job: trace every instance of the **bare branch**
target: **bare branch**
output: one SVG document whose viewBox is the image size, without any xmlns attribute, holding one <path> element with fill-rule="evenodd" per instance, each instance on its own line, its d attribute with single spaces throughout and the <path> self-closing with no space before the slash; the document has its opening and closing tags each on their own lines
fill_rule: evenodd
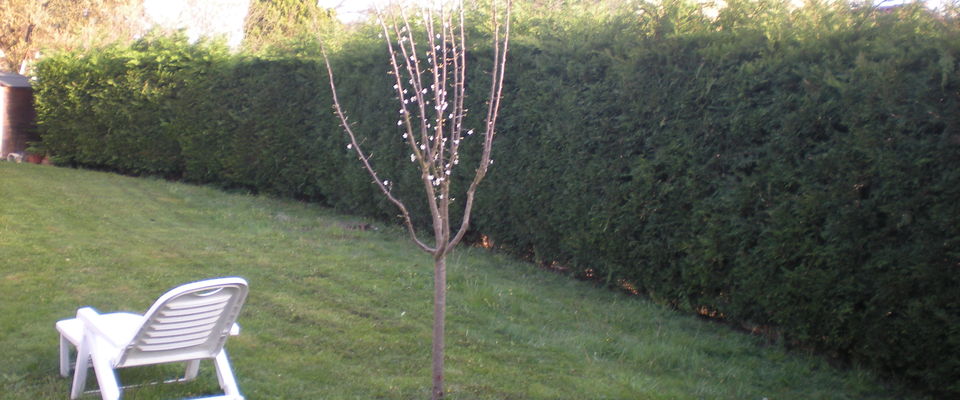
<svg viewBox="0 0 960 400">
<path fill-rule="evenodd" d="M 432 160 L 436 154 L 435 149 L 430 143 L 430 135 L 427 129 L 428 126 L 428 109 L 426 108 L 427 101 L 425 100 L 423 94 L 425 93 L 425 88 L 421 83 L 420 74 L 419 74 L 419 62 L 415 56 L 416 54 L 416 44 L 412 36 L 404 36 L 403 33 L 406 32 L 407 35 L 412 35 L 412 29 L 410 27 L 409 19 L 406 16 L 406 13 L 401 9 L 401 16 L 403 20 L 403 26 L 398 26 L 398 23 L 394 22 L 393 30 L 397 35 L 398 47 L 400 48 L 400 54 L 403 55 L 404 67 L 409 74 L 410 78 L 407 81 L 409 85 L 412 86 L 412 89 L 415 92 L 417 98 L 417 107 L 419 110 L 419 119 L 420 119 L 420 145 L 417 145 L 417 140 L 413 134 L 413 126 L 411 122 L 411 117 L 409 110 L 406 107 L 406 104 L 403 102 L 404 98 L 404 82 L 403 76 L 400 73 L 400 66 L 397 64 L 397 51 L 393 47 L 393 40 L 390 39 L 389 28 L 384 21 L 383 15 L 378 15 L 380 20 L 381 28 L 384 31 L 384 36 L 387 41 L 387 51 L 390 53 L 390 65 L 393 69 L 393 75 L 396 81 L 394 89 L 397 90 L 397 95 L 400 98 L 401 103 L 401 114 L 403 115 L 403 121 L 405 128 L 407 130 L 407 142 L 409 143 L 412 154 L 414 158 L 419 163 L 420 167 L 420 178 L 423 182 L 424 190 L 427 193 L 427 203 L 430 209 L 430 215 L 434 221 L 434 238 L 436 241 L 435 249 L 442 249 L 444 247 L 445 241 L 440 241 L 437 239 L 443 238 L 443 230 L 441 229 L 442 224 L 438 224 L 438 221 L 444 221 L 446 218 L 441 214 L 441 209 L 437 204 L 436 192 L 434 190 L 433 181 L 436 176 L 436 172 L 433 168 Z M 405 46 L 406 43 L 409 43 L 410 49 L 408 50 Z"/>
<path fill-rule="evenodd" d="M 477 168 L 477 173 L 473 177 L 473 182 L 470 183 L 470 187 L 467 189 L 467 200 L 464 205 L 463 220 L 460 224 L 460 229 L 457 231 L 456 236 L 446 245 L 447 252 L 453 250 L 453 248 L 460 243 L 463 239 L 463 236 L 467 233 L 467 229 L 470 227 L 470 214 L 473 210 L 473 200 L 477 191 L 477 186 L 480 185 L 480 181 L 483 180 L 484 176 L 487 174 L 487 169 L 490 167 L 492 162 L 490 159 L 490 152 L 493 148 L 493 137 L 496 134 L 496 122 L 497 115 L 500 110 L 500 100 L 503 98 L 503 77 L 507 68 L 507 50 L 510 43 L 510 10 L 512 9 L 512 1 L 507 1 L 507 11 L 506 11 L 506 21 L 504 22 L 504 32 L 503 32 L 503 49 L 500 48 L 500 25 L 497 20 L 497 9 L 496 2 L 494 2 L 493 10 L 493 26 L 494 26 L 494 71 L 493 77 L 491 79 L 491 88 L 490 88 L 490 100 L 487 107 L 487 119 L 486 132 L 484 133 L 484 142 L 483 142 L 483 152 L 480 157 L 480 165 Z M 461 17 L 462 18 L 462 17 Z"/>
<path fill-rule="evenodd" d="M 380 180 L 380 177 L 377 175 L 377 171 L 374 170 L 373 166 L 370 165 L 370 159 L 363 153 L 363 150 L 360 148 L 359 143 L 357 143 L 357 137 L 353 133 L 353 128 L 351 128 L 350 124 L 347 122 L 347 117 L 343 113 L 343 108 L 340 106 L 340 99 L 337 96 L 337 87 L 336 87 L 336 84 L 334 84 L 333 82 L 333 68 L 330 67 L 330 60 L 327 57 L 327 52 L 325 49 L 323 49 L 323 47 L 321 47 L 321 52 L 323 53 L 323 61 L 327 67 L 327 76 L 330 78 L 330 91 L 331 91 L 331 94 L 333 95 L 334 109 L 337 112 L 337 116 L 340 118 L 340 124 L 343 126 L 343 129 L 347 132 L 347 136 L 350 137 L 350 146 L 356 151 L 357 157 L 359 157 L 360 161 L 363 162 L 364 168 L 366 168 L 370 176 L 373 177 L 373 180 L 374 182 L 376 182 L 377 187 L 380 188 L 380 191 L 383 192 L 385 196 L 387 196 L 387 199 L 390 200 L 391 203 L 393 203 L 394 205 L 397 206 L 397 208 L 400 209 L 400 213 L 403 216 L 403 223 L 404 225 L 406 225 L 407 230 L 410 232 L 410 236 L 412 237 L 414 243 L 416 243 L 417 246 L 423 249 L 424 251 L 427 251 L 430 253 L 435 252 L 436 249 L 431 248 L 430 246 L 427 246 L 426 244 L 421 242 L 420 239 L 417 237 L 417 232 L 413 227 L 413 221 L 410 219 L 410 212 L 407 211 L 407 207 L 403 204 L 402 201 L 400 201 L 399 199 L 394 197 L 392 193 L 390 193 L 390 189 L 386 186 L 384 181 Z"/>
</svg>

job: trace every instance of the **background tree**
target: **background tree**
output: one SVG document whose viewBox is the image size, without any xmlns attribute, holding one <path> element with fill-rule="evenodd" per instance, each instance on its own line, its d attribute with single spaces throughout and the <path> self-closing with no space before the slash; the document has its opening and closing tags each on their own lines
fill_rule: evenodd
<svg viewBox="0 0 960 400">
<path fill-rule="evenodd" d="M 454 10 L 421 8 L 413 16 L 396 6 L 390 14 L 379 9 L 378 20 L 390 54 L 390 74 L 399 102 L 401 136 L 409 147 L 410 161 L 420 172 L 423 193 L 430 210 L 433 242 L 422 240 L 417 233 L 404 201 L 394 196 L 389 179 L 383 179 L 371 163 L 370 155 L 361 149 L 362 140 L 354 133 L 347 115 L 340 106 L 333 69 L 324 52 L 334 108 L 350 139 L 348 149 L 356 152 L 380 191 L 401 213 L 403 223 L 416 245 L 430 253 L 434 260 L 434 319 L 432 344 L 431 397 L 444 397 L 444 327 L 447 298 L 447 255 L 460 243 L 470 226 L 470 213 L 477 186 L 493 164 L 490 153 L 496 135 L 497 113 L 503 91 L 507 47 L 510 37 L 510 1 L 501 14 L 496 1 L 492 4 L 493 70 L 487 97 L 486 116 L 477 136 L 483 141 L 480 160 L 473 178 L 463 192 L 465 200 L 457 203 L 452 182 L 459 171 L 460 149 L 464 141 L 474 137 L 474 130 L 465 126 L 467 109 L 467 45 L 463 3 Z M 502 19 L 501 19 L 502 18 Z M 469 175 L 468 175 L 469 176 Z M 451 208 L 462 205 L 461 220 L 451 220 Z"/>
<path fill-rule="evenodd" d="M 316 28 L 333 20 L 316 0 L 252 0 L 244 23 L 244 47 L 253 52 L 316 39 Z"/>
<path fill-rule="evenodd" d="M 75 50 L 130 41 L 143 31 L 141 0 L 4 0 L 0 70 L 27 73 L 41 50 Z"/>
</svg>

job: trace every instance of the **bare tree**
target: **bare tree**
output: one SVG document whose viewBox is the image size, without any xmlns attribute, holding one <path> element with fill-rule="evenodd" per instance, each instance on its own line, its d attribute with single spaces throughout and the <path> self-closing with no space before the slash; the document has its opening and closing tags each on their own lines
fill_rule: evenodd
<svg viewBox="0 0 960 400">
<path fill-rule="evenodd" d="M 497 113 L 503 92 L 503 77 L 506 68 L 507 48 L 510 38 L 510 0 L 502 7 L 493 1 L 491 22 L 493 26 L 493 70 L 487 98 L 486 117 L 480 129 L 482 140 L 479 165 L 464 193 L 462 217 L 459 224 L 450 219 L 455 203 L 451 193 L 451 177 L 460 164 L 460 149 L 464 140 L 474 137 L 474 130 L 464 126 L 467 110 L 467 45 L 464 26 L 463 2 L 458 1 L 453 10 L 444 7 L 420 8 L 416 22 L 422 24 L 415 31 L 414 19 L 404 7 L 395 7 L 395 12 L 385 14 L 377 10 L 382 35 L 390 54 L 390 74 L 393 88 L 399 100 L 399 119 L 402 136 L 410 149 L 410 160 L 419 168 L 425 199 L 433 223 L 433 242 L 422 240 L 418 235 L 404 202 L 394 196 L 392 185 L 381 179 L 370 157 L 360 147 L 347 115 L 341 107 L 333 79 L 333 69 L 324 51 L 333 103 L 341 125 L 350 139 L 352 148 L 373 177 L 380 191 L 401 213 L 403 223 L 420 249 L 430 253 L 434 260 L 433 299 L 433 345 L 431 397 L 444 396 L 444 327 L 447 302 L 447 255 L 463 239 L 470 226 L 477 186 L 487 174 L 493 160 L 490 152 L 496 135 Z M 420 30 L 422 29 L 422 30 Z M 417 37 L 416 32 L 422 36 Z"/>
</svg>

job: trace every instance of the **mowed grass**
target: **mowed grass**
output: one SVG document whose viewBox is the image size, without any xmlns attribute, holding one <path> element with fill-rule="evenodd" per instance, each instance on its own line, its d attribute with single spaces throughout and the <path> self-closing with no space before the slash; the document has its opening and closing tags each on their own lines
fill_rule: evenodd
<svg viewBox="0 0 960 400">
<path fill-rule="evenodd" d="M 242 333 L 227 342 L 247 398 L 427 398 L 431 259 L 396 227 L 343 227 L 356 220 L 295 201 L 0 163 L 0 399 L 68 397 L 54 323 L 78 307 L 143 312 L 173 286 L 228 275 L 250 282 Z M 905 398 L 863 370 L 486 250 L 462 247 L 449 268 L 451 399 Z M 125 398 L 217 393 L 212 369 Z"/>
</svg>

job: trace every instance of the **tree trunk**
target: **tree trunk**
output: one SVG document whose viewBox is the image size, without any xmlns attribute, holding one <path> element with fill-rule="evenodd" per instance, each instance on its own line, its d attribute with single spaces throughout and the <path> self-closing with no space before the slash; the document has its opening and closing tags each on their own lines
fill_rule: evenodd
<svg viewBox="0 0 960 400">
<path fill-rule="evenodd" d="M 447 314 L 447 256 L 434 259 L 433 267 L 433 391 L 431 398 L 443 398 L 443 331 Z"/>
</svg>

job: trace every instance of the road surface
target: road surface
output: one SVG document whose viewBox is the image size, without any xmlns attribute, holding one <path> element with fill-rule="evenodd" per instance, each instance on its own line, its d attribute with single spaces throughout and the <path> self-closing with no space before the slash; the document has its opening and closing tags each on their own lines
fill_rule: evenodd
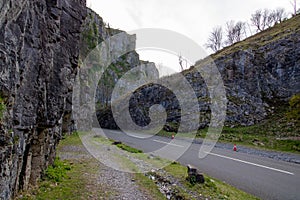
<svg viewBox="0 0 300 200">
<path fill-rule="evenodd" d="M 160 136 L 143 139 L 116 130 L 102 130 L 108 138 L 122 141 L 145 153 L 160 149 L 171 141 L 170 138 Z M 100 132 L 100 129 L 94 131 Z M 172 151 L 158 156 L 170 158 L 174 152 L 181 152 L 189 144 L 188 140 L 176 140 L 176 143 L 170 145 Z M 192 143 L 178 161 L 184 165 L 192 164 L 205 174 L 261 199 L 300 199 L 300 164 L 221 148 L 214 148 L 204 159 L 199 159 L 200 146 Z"/>
</svg>

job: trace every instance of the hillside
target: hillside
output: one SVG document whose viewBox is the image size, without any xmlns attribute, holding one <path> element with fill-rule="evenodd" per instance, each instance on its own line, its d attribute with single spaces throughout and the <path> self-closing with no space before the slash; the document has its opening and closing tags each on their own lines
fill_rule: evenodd
<svg viewBox="0 0 300 200">
<path fill-rule="evenodd" d="M 192 86 L 200 107 L 200 126 L 210 122 L 210 97 L 207 86 L 198 71 L 209 65 L 212 58 L 226 89 L 228 99 L 225 125 L 252 126 L 284 113 L 288 100 L 300 92 L 300 16 L 297 15 L 244 41 L 235 43 L 198 61 L 195 66 L 182 72 Z M 158 83 L 167 82 L 180 88 L 179 75 L 164 77 Z M 186 91 L 181 91 L 182 96 Z M 122 101 L 120 101 L 122 102 Z M 181 108 L 174 91 L 157 84 L 141 87 L 130 98 L 130 114 L 140 126 L 149 124 L 149 109 L 161 104 L 167 111 L 166 131 L 176 132 L 182 121 Z M 118 107 L 119 106 L 119 107 Z M 280 107 L 279 107 L 280 106 Z M 284 109 L 282 109 L 282 106 Z M 116 105 L 122 114 L 124 105 Z M 281 109 L 279 109 L 281 108 Z M 278 119 L 278 118 L 276 118 Z M 113 121 L 113 119 L 111 119 Z M 299 134 L 291 127 L 294 135 Z"/>
<path fill-rule="evenodd" d="M 213 59 L 217 59 L 221 56 L 228 55 L 238 50 L 257 49 L 276 40 L 286 38 L 299 31 L 299 20 L 300 15 L 298 14 L 293 18 L 283 21 L 282 23 L 275 24 L 271 28 L 254 34 L 241 42 L 237 42 L 231 46 L 225 47 L 222 50 L 212 54 L 211 57 Z"/>
</svg>

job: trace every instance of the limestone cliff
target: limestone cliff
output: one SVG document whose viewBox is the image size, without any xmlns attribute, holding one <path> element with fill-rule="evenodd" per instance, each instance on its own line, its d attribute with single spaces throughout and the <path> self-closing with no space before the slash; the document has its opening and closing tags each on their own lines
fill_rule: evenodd
<svg viewBox="0 0 300 200">
<path fill-rule="evenodd" d="M 52 163 L 70 124 L 86 7 L 85 0 L 4 0 L 0 9 L 0 199 L 10 199 Z"/>
<path fill-rule="evenodd" d="M 276 104 L 287 103 L 293 94 L 300 92 L 300 15 L 224 48 L 211 58 L 226 89 L 228 105 L 225 124 L 256 124 L 272 113 Z M 210 122 L 211 100 L 197 68 L 204 68 L 210 62 L 207 58 L 200 60 L 196 63 L 197 67 L 182 72 L 198 98 L 199 128 L 208 126 Z M 176 74 L 161 81 L 169 82 L 174 87 L 181 82 Z M 185 92 L 189 91 L 182 91 L 182 96 Z M 133 121 L 140 126 L 150 123 L 149 108 L 153 104 L 161 104 L 167 111 L 165 130 L 177 131 L 182 123 L 176 96 L 161 85 L 143 86 L 134 92 L 129 103 Z M 122 106 L 119 106 L 120 113 Z"/>
<path fill-rule="evenodd" d="M 82 27 L 80 40 L 81 61 L 86 62 L 86 60 L 89 60 L 89 53 L 91 53 L 91 51 L 99 48 L 102 43 L 107 42 L 109 38 L 116 35 L 119 35 L 120 38 L 118 42 L 111 44 L 111 49 L 109 50 L 110 54 L 119 52 L 124 48 L 124 45 L 132 46 L 133 49 L 135 48 L 135 35 L 128 35 L 122 30 L 109 27 L 109 25 L 106 24 L 97 13 L 88 9 L 87 17 Z M 110 42 L 112 43 L 112 41 Z M 112 50 L 113 48 L 115 48 L 114 51 Z M 103 56 L 101 59 L 105 60 L 106 58 Z M 100 64 L 100 60 L 94 62 Z M 136 69 L 137 66 L 140 66 L 141 69 L 135 71 L 134 79 L 132 79 L 131 84 L 128 82 L 128 80 L 123 82 L 120 80 L 125 73 Z M 94 126 L 100 125 L 102 128 L 117 128 L 110 110 L 111 95 L 116 83 L 120 81 L 119 84 L 121 87 L 124 87 L 124 89 L 129 89 L 128 87 L 134 85 L 134 82 L 137 79 L 146 79 L 147 76 L 151 76 L 153 74 L 158 76 L 158 70 L 155 68 L 154 63 L 141 61 L 138 53 L 134 50 L 118 56 L 118 58 L 109 64 L 109 66 L 103 72 L 102 70 L 104 70 L 104 66 L 99 65 L 99 68 L 94 69 L 93 74 L 95 76 L 92 77 L 88 75 L 90 73 L 89 67 L 87 69 L 84 67 L 80 68 L 79 82 L 82 89 L 80 91 L 81 94 L 78 95 L 78 105 L 83 109 L 79 111 L 81 114 L 79 113 L 79 115 L 75 117 L 77 118 L 78 126 L 80 126 L 79 129 L 90 129 L 92 124 L 89 122 L 91 121 L 94 121 Z M 100 74 L 101 78 L 99 79 L 99 82 L 96 83 L 96 88 L 93 88 L 89 81 L 98 79 Z M 94 97 L 95 102 L 93 99 L 90 99 Z M 96 109 L 98 120 L 92 119 L 91 113 L 94 113 L 94 109 Z"/>
</svg>

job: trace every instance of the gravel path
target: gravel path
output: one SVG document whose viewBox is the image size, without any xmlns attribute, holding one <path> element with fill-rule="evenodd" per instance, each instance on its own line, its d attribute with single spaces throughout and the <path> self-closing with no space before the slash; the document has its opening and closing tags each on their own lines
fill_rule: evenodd
<svg viewBox="0 0 300 200">
<path fill-rule="evenodd" d="M 103 167 L 100 170 L 98 184 L 109 185 L 116 192 L 108 198 L 111 200 L 151 199 L 139 189 L 131 174 L 113 170 L 109 167 Z"/>
<path fill-rule="evenodd" d="M 104 147 L 105 145 L 102 145 Z M 103 157 L 110 157 L 110 151 L 97 151 L 98 154 L 103 154 Z M 86 199 L 105 199 L 105 200 L 151 200 L 151 196 L 141 190 L 135 183 L 133 175 L 130 173 L 115 170 L 108 167 L 96 159 L 82 145 L 63 146 L 58 155 L 63 160 L 71 162 L 86 162 L 87 170 L 84 176 L 88 180 L 86 189 L 91 192 L 91 195 Z M 121 165 L 118 160 L 111 159 L 111 165 Z M 90 173 L 90 169 L 95 168 L 96 173 Z M 104 191 L 100 194 L 99 191 Z"/>
<path fill-rule="evenodd" d="M 137 154 L 131 154 L 114 145 L 112 146 L 110 144 L 111 142 L 108 144 L 103 142 L 103 138 L 100 139 L 101 137 L 99 137 L 99 135 L 101 134 L 87 134 L 82 136 L 81 140 L 91 155 L 105 163 L 105 165 L 111 166 L 103 169 L 104 172 L 102 174 L 105 178 L 100 181 L 119 189 L 122 196 L 116 195 L 113 199 L 150 199 L 149 196 L 142 195 L 138 191 L 138 187 L 134 184 L 135 181 L 130 179 L 130 175 L 132 174 L 122 171 L 145 173 L 149 179 L 152 179 L 156 183 L 158 189 L 165 195 L 166 199 L 182 199 L 180 194 L 178 194 L 177 187 L 181 188 L 194 199 L 207 199 L 201 194 L 185 188 L 178 179 L 162 169 L 162 167 L 171 164 L 171 161 L 163 161 L 154 155 L 139 157 Z M 122 161 L 118 162 L 118 159 Z M 155 162 L 157 159 L 159 159 L 159 162 Z M 113 170 L 112 168 L 119 169 L 121 171 Z M 111 177 L 111 173 L 114 173 L 113 177 Z M 119 188 L 120 183 L 126 183 L 126 185 Z M 132 198 L 132 194 L 135 194 L 134 198 Z"/>
</svg>

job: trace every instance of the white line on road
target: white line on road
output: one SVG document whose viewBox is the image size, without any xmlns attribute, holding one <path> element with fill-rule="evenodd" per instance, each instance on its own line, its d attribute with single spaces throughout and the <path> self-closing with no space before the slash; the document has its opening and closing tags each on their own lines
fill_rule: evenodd
<svg viewBox="0 0 300 200">
<path fill-rule="evenodd" d="M 234 161 L 249 164 L 249 165 L 254 165 L 256 167 L 261 167 L 261 168 L 270 169 L 270 170 L 274 170 L 274 171 L 289 174 L 289 175 L 294 175 L 294 173 L 292 173 L 292 172 L 284 171 L 284 170 L 281 170 L 281 169 L 276 169 L 276 168 L 273 168 L 273 167 L 268 167 L 268 166 L 264 166 L 264 165 L 260 165 L 260 164 L 256 164 L 256 163 L 236 159 L 236 158 L 231 158 L 231 157 L 228 157 L 228 156 L 223 156 L 223 155 L 219 155 L 219 154 L 215 154 L 215 153 L 211 153 L 211 152 L 205 152 L 205 153 L 213 155 L 213 156 L 218 156 L 218 157 L 221 157 L 221 158 L 227 158 L 227 159 L 230 159 L 230 160 L 234 160 Z"/>
<path fill-rule="evenodd" d="M 112 130 L 109 130 L 109 132 L 115 133 L 115 134 L 121 134 L 121 133 L 122 133 L 122 132 L 120 132 L 120 131 L 112 131 Z"/>
<path fill-rule="evenodd" d="M 184 147 L 184 146 L 181 146 L 181 145 L 178 145 L 178 144 L 172 144 L 172 143 L 169 143 L 169 142 L 164 142 L 164 141 L 160 141 L 160 140 L 153 140 L 154 142 L 158 142 L 158 143 L 163 143 L 163 144 L 168 144 L 168 145 L 173 145 L 175 147 Z"/>
</svg>

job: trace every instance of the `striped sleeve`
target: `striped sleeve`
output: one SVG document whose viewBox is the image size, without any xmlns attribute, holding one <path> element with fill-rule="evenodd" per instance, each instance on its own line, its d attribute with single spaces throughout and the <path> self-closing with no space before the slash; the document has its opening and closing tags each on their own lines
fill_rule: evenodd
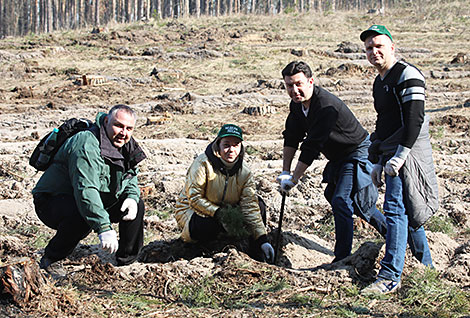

^^^^^^^^^^^^^^^^

Where a line of the records includes "tree", copy it.

job: trace every instance of the **background tree**
target: **background tree**
job: trace every instance of the **bare tree**
target: **bare tree**
job: trace every instance of the **tree trunk**
target: **tree trunk**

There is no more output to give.